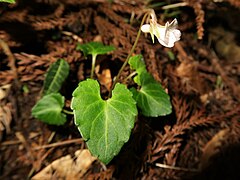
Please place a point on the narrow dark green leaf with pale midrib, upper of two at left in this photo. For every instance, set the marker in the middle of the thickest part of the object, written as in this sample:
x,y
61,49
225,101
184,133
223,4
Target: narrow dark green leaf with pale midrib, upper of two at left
x,y
56,75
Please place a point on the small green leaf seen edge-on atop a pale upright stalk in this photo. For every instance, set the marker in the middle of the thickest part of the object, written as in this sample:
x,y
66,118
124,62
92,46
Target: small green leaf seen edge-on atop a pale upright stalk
x,y
94,48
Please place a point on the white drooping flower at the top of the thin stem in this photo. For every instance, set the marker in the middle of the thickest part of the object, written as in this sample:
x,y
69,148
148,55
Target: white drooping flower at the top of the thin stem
x,y
167,35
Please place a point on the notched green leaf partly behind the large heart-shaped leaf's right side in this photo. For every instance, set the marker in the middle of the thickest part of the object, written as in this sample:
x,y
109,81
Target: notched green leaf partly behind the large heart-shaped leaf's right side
x,y
151,98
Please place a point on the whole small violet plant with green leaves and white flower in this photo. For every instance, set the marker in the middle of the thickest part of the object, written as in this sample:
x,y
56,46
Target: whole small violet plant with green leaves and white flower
x,y
106,125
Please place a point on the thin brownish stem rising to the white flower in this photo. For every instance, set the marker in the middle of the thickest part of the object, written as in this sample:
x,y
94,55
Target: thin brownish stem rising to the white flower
x,y
129,55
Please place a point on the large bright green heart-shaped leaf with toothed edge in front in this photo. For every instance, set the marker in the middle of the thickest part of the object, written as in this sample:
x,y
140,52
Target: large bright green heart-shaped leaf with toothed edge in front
x,y
105,124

# WORK ITEM
Once the pictures are set aside, write out the entries verbatim.

# TASK ANSWER
Please place a point on the narrow dark green leaf with pale midrib, upper of two at left in this photo. For every instance, set the marker in the middle of the thickest part of the object, written as in this sample:
x,y
61,49
225,101
184,133
223,4
Target: narrow dark green leaf with pale midrib, upper of two at left
x,y
56,75
Please place a point on the small green leaf seen edge-on atop a pale upright stalk in this photo. For every instance, set the marker in the middle of the thickest part of the object, written as in this sample:
x,y
66,118
124,62
92,46
Target: small green leaf seen edge-on atop a pale upright stalk
x,y
94,48
Please place a point on the white drooping flower at the top of the thin stem in this photo. For every instance, set the marker in the middle of the thickest part of the object, written as in this sample:
x,y
69,148
148,55
Target: white drooping flower at the top of the thin stem
x,y
167,35
Please place a point on the notched green leaf partly behind the large heart-shaped leaf's right side in this photo. For every instance, set the marker in the middle of the thickest part of the object, written as in this sample:
x,y
109,81
Target: notched green leaf partly behind the large heart-shaped leaf's right side
x,y
151,98
Please place a point on the whole small violet plant with green leaves and white flower in this photo. For every instance, set the marker in the middle of the thickest part of the object, written as in this sample:
x,y
56,46
Target: whole small violet plant with green leaves and white flower
x,y
106,125
Please place a point on the thin brownish stem rising to the white flower in this photo. For every instance, set the marker in the middle of the thickest part of the object, written as in this sample:
x,y
94,55
Target: thin brownish stem rising to the white flower
x,y
129,55
Please place a point on the large bright green heart-shaped leaf with toothed edge in front in this photo. For every instance, set the marker in the middle of the thickest part of the object, written as in this sample:
x,y
140,52
Target: large bright green heart-shaped leaf with toothed edge in front
x,y
105,124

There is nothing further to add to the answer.